- To do
A) In the passage on Philippine agriculture and trade reform, write out the text word for word, starting at the words "- Budgetary Support" and stopping after the words "Savings and Reserves.".
B) Answer from the passage on Philippine agriculture and trade reform:
(i) To what tariff rate were inputs directly used for agricultural modernization reduced?
(ii) What was the estimated budget support for agriculture from 1995 to 1998 under the Uruguay Action Plan of DA?
(iii) Which livestock product has no competitiveness either as an import substitute or as an export?

- Text excerpt
To cushion the impact of trade reforms under GATT-WTO, the Philippine government committed safety net measures to neutralize temporary adjustments and dislocations in the sector and to enhance farmer’s competitiveness. Some of these internal commitments of the Philippine Government include:
- Tariff Reduction on Inputs. For those inputs directly used for agricultural modernization, the tariff rates were reduced to zero.
- Trade Remedies. These are measures that provide industries relief from import surges, declining import prices and/or dumping.
- Reforms in the VAT for Agricultural Processors. Exemptions from the value-added tax ( VAT) of food and non-food agricultural products and marine commodities.
- Budgetary Support in Agriculture. Under the Uruguay Action Plan of DA, the budget support for agriculture from 1995 to1998 was estimated at P72.9B. Fifty-eight percent of this should have come from DA-GAA and the rest from DAR, DPWH-GAA, Asset Privatization Thrust ( APT), Minimum Access Proceeds, Savings and Reserves.
Global Competitiveness of Agricultural Products
A recent study which covered majority of the strategic agricultural commodities of the Philippines indicated that most agricultural products are globally competitive as import substitutes. Among its crop commodities, coconut oil, palm oil, cavendish banana, banana chips, coffee beans, mango, pineapple, durian and mangosteen, onion (seasonal), abaca, cacao, and rubber are export-competitive crops. Except raw sugar and garlic, other crops (rice, yellow corn, potato, cassava, vegetables, tomato and cutflowers are competitive as import substitutes. The competitiveness factor include, among others, productivity, border prices, costs of production, quality, and volumes, especially for exports.
For livestock and poultry products, processed meats for pork and chicken have export potentials. Dairy has no competitiveness both as import substitute and as export, while most of the products are competitive as import substitutes in fresh meat form. A major competitiveness factor for swine and beef export is the quality (i.e., the Philippines is not an FMD-free zone and thus will have difficulty in being accepted as suppliers of these meat products). High feed costs, due in part to the high cost of producing domestic corn, are major concerns among livestock and poultry growers.

- Data to examine
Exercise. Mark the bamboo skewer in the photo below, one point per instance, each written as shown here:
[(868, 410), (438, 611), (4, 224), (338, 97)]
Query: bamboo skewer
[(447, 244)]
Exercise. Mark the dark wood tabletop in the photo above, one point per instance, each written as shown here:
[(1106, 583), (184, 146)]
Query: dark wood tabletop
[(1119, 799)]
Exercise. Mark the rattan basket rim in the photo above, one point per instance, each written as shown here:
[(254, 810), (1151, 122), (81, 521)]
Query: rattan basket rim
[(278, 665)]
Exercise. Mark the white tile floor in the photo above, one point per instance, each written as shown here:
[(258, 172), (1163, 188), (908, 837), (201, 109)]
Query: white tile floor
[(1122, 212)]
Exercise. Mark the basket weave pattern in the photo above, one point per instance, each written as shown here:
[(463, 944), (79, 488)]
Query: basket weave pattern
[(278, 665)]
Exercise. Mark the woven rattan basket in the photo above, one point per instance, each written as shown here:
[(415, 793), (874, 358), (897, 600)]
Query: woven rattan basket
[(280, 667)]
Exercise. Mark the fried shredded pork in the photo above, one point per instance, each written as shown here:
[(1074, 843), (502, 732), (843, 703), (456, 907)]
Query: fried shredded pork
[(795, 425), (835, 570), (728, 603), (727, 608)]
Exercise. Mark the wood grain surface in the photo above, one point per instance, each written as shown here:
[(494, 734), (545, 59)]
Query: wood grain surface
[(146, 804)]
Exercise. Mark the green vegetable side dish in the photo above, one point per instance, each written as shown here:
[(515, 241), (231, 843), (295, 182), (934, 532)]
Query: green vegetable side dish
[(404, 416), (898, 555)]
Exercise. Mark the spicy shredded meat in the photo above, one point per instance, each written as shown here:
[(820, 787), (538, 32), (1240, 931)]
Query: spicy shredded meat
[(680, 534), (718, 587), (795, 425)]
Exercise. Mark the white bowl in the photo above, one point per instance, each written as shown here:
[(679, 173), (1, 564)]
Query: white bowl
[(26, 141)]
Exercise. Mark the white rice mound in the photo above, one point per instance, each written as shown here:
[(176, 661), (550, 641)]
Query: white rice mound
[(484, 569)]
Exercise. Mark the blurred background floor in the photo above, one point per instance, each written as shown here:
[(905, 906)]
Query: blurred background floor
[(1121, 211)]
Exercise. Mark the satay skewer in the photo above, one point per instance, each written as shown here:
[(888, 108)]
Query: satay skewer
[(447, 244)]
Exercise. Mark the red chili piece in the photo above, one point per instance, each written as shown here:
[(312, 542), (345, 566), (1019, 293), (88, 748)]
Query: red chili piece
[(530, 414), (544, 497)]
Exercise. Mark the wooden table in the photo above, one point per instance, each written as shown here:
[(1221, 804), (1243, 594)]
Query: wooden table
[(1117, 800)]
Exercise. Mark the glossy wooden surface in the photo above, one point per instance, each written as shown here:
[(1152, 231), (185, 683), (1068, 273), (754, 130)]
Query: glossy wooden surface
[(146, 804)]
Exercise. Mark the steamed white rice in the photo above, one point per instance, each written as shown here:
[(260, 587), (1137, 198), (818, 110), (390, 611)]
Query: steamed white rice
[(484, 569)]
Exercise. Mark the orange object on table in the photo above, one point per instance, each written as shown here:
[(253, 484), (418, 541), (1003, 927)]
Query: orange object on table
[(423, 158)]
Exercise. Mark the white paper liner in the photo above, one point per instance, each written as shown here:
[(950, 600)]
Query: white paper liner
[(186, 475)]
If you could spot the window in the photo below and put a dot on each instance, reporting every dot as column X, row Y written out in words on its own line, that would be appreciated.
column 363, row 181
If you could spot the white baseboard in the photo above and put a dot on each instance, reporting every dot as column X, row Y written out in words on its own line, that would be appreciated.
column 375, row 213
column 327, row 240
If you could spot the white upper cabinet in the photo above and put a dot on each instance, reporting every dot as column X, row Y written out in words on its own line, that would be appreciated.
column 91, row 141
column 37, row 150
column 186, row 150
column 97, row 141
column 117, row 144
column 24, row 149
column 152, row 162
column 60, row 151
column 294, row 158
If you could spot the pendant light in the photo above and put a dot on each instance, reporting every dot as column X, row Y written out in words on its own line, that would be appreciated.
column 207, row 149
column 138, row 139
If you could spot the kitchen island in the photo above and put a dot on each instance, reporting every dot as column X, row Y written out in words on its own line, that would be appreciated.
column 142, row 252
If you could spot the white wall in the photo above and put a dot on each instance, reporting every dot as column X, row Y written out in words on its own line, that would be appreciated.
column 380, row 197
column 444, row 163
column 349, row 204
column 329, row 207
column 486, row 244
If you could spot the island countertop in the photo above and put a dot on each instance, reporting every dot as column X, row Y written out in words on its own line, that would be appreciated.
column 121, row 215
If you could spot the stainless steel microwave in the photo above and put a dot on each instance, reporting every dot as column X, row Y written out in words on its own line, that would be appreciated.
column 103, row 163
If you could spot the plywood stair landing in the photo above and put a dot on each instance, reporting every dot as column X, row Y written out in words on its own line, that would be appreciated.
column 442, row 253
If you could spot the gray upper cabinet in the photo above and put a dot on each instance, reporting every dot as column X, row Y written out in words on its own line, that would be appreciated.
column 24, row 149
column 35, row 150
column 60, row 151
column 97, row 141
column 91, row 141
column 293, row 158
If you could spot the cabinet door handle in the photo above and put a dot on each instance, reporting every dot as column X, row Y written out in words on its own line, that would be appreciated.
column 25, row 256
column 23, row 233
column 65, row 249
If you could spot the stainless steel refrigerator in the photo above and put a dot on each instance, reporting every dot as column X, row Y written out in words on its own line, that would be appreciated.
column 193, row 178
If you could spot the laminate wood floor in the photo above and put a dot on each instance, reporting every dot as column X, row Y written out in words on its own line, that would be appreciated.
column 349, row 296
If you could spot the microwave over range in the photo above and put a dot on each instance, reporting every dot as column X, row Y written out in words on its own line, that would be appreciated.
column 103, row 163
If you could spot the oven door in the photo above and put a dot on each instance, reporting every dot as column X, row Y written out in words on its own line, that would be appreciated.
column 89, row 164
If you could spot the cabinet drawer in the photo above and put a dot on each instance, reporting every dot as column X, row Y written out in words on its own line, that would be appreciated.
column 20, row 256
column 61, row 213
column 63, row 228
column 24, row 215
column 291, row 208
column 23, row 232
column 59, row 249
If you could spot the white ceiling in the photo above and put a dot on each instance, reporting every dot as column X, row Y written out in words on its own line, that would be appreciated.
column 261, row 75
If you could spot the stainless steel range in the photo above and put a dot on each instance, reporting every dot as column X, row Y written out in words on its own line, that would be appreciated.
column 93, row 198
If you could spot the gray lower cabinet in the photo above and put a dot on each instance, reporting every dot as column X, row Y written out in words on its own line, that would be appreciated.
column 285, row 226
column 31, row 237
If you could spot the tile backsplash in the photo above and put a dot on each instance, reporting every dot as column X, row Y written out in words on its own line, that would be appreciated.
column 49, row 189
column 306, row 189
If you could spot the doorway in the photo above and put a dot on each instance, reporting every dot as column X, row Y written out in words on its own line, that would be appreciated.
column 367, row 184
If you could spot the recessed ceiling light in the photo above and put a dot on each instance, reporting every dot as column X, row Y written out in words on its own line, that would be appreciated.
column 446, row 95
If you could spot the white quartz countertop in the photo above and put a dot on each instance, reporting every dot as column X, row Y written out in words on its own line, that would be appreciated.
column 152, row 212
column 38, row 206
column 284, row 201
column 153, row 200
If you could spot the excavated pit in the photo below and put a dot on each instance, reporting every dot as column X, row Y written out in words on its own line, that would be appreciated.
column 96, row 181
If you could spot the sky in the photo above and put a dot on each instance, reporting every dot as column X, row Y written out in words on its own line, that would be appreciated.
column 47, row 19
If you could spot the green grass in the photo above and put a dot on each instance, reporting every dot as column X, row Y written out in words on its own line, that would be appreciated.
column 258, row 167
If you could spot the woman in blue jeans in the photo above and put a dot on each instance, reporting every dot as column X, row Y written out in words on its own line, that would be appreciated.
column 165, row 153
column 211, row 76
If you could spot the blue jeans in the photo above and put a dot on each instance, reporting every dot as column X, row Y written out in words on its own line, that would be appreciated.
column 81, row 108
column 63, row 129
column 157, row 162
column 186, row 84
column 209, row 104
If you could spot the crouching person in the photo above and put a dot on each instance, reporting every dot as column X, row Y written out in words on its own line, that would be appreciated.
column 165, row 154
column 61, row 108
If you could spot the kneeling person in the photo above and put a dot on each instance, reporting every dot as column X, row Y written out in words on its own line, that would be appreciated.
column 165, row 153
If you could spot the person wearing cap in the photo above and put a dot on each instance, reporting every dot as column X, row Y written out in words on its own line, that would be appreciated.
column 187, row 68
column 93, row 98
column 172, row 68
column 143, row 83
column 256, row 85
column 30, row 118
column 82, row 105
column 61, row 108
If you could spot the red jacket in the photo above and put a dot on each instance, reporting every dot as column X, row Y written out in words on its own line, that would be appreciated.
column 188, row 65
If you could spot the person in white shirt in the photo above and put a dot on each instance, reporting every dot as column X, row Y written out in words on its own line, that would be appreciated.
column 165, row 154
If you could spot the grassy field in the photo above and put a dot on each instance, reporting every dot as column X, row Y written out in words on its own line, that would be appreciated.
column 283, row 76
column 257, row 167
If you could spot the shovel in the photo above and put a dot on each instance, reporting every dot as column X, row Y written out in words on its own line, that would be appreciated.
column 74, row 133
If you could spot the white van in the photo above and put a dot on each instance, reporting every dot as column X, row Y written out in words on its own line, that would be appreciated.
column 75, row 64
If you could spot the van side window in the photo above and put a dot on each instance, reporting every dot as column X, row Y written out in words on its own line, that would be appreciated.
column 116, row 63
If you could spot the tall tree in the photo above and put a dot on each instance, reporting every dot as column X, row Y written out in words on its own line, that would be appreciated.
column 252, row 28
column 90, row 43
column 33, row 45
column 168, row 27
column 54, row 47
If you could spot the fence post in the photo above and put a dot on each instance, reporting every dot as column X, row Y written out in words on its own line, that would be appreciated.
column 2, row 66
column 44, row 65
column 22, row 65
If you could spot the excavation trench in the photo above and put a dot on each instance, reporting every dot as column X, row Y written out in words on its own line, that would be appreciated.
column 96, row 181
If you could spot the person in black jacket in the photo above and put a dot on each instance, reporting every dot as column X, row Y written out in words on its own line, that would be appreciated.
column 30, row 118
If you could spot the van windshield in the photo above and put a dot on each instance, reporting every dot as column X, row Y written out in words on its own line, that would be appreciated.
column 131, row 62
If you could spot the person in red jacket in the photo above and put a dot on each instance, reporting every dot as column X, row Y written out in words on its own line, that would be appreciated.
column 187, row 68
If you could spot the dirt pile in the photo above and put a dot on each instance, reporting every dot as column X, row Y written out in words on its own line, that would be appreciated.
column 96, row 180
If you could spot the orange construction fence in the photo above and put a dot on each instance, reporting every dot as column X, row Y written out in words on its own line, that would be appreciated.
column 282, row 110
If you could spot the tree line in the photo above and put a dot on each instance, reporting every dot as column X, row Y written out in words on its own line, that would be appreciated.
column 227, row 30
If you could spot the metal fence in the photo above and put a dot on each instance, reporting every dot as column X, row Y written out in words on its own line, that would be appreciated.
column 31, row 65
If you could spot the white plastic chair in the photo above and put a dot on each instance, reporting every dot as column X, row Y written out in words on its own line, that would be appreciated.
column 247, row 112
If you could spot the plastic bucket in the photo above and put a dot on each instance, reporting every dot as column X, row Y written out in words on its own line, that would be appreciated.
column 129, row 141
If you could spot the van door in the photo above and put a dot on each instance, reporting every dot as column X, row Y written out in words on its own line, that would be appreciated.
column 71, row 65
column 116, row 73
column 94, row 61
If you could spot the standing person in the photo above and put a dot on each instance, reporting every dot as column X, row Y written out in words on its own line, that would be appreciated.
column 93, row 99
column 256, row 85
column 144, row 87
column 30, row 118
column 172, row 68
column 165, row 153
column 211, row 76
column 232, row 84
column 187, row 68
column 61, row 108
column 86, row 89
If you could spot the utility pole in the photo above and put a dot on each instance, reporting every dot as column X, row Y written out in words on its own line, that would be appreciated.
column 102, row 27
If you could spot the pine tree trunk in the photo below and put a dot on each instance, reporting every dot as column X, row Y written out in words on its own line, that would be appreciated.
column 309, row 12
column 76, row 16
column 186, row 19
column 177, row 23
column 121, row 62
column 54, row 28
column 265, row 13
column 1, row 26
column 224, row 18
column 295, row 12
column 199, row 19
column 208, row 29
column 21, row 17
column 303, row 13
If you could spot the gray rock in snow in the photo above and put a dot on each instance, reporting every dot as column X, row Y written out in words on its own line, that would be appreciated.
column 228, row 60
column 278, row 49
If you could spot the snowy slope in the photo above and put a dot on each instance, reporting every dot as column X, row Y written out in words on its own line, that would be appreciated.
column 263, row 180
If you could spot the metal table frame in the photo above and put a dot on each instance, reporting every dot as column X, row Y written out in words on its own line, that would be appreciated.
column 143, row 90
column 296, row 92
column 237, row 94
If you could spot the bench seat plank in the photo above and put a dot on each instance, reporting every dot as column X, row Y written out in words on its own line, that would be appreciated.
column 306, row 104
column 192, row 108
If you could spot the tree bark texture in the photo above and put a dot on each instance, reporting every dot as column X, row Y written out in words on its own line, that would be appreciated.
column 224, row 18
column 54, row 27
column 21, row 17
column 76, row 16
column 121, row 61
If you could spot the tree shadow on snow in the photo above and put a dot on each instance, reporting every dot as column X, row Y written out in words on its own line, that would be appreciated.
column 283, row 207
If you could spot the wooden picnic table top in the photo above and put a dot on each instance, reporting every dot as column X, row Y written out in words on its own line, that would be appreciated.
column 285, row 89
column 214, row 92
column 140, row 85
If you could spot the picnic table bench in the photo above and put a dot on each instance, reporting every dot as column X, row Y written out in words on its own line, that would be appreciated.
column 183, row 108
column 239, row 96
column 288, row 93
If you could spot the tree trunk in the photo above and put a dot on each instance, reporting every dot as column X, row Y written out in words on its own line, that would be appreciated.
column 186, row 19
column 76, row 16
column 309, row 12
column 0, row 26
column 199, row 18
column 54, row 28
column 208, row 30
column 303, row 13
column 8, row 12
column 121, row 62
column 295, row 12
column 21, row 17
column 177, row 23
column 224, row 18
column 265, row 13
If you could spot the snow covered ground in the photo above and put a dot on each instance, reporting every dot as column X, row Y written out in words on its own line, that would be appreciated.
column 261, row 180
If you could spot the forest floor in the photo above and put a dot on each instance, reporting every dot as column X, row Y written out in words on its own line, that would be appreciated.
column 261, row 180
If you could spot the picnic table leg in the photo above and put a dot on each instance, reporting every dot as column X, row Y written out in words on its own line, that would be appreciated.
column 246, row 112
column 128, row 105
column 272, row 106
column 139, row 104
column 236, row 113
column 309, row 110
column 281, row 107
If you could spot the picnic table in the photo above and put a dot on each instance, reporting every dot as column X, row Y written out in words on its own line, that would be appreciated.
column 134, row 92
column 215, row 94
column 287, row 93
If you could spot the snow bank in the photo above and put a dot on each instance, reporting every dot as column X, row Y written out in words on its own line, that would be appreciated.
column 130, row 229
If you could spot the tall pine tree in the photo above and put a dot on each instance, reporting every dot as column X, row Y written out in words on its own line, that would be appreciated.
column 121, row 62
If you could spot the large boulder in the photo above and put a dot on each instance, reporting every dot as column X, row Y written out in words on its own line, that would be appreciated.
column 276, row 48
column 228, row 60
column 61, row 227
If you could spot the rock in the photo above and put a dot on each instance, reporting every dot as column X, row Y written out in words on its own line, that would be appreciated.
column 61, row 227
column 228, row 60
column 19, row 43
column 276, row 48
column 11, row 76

- Replies
A)
- Budgetary Support in Agriculture. Under the Uruguay Action Plan of DA, the budget support for agriculture from 1995 to1998 was estimated at P72.9B. Fifty-eight percent of this should have come from DA-GAA and the rest from DAR, DPWH-GAA, Asset Privatization Thrust ( APT), Minimum Access Proceeds, Savings and Reserves.

B)
(i) Zero.
(ii) P72.9B.
(iii) Dairy.